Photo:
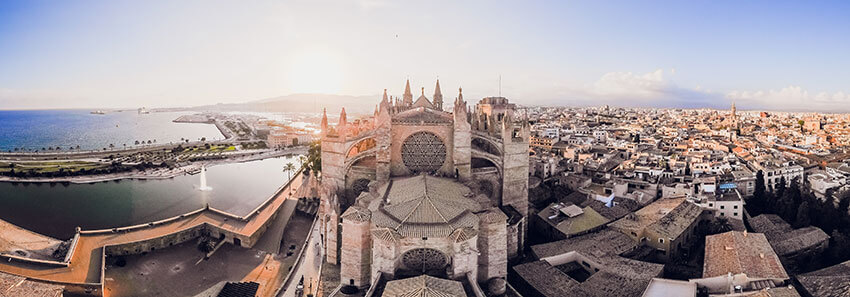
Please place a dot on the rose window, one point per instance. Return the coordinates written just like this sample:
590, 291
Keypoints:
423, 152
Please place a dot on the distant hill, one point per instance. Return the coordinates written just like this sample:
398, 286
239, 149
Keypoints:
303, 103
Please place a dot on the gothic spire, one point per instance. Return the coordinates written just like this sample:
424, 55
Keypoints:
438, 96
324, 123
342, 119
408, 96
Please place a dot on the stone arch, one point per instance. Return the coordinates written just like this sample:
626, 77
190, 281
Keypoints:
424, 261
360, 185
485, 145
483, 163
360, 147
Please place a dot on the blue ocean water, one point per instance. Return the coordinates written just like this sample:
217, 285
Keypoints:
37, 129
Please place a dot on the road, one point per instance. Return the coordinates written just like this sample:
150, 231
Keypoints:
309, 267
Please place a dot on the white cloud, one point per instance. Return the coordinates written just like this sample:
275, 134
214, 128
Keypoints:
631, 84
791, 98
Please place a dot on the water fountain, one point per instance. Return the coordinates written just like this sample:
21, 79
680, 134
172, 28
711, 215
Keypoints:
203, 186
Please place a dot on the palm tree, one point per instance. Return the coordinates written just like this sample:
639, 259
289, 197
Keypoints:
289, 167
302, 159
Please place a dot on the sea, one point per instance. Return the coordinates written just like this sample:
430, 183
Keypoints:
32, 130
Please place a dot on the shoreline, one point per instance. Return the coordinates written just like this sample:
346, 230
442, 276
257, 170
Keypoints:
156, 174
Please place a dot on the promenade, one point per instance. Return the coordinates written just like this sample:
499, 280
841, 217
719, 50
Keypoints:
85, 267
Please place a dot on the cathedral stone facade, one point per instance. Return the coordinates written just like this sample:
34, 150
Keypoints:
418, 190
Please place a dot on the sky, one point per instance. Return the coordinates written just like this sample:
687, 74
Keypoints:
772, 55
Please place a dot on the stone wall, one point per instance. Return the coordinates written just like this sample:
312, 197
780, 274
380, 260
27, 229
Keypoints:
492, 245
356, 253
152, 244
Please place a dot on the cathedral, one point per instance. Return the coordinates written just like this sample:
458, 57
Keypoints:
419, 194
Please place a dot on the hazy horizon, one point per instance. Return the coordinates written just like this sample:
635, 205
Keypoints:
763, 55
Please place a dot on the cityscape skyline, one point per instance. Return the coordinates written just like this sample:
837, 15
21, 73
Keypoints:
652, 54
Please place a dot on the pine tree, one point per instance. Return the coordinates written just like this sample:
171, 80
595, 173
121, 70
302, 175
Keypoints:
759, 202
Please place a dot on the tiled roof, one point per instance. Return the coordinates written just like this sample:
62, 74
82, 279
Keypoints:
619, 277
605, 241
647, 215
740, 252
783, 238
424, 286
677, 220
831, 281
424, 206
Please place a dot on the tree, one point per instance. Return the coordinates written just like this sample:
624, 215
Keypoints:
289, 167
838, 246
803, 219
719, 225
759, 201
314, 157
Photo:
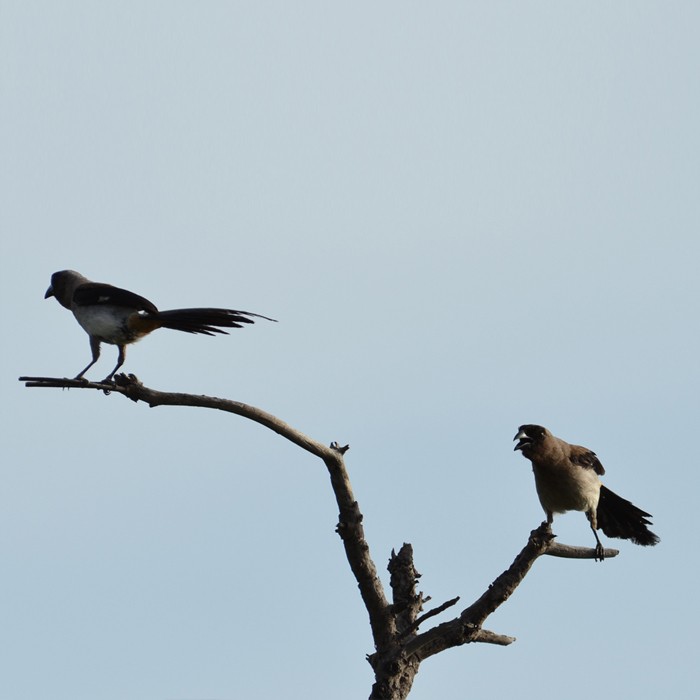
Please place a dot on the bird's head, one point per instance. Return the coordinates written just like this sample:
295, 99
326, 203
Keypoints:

AIM OF THE TASK:
Report every line of the records that contains the word "tree".

RESULT OF THE TASK:
Please place a dot on the palm tree, one point per instance. Return the coordinates written just like this sample:
Please place a dot on the pine tree, one point per instance. Return the coordinates written just like this sample:
Please place a dot on the tree, one point per instance. Return the coordinates written just like this sample:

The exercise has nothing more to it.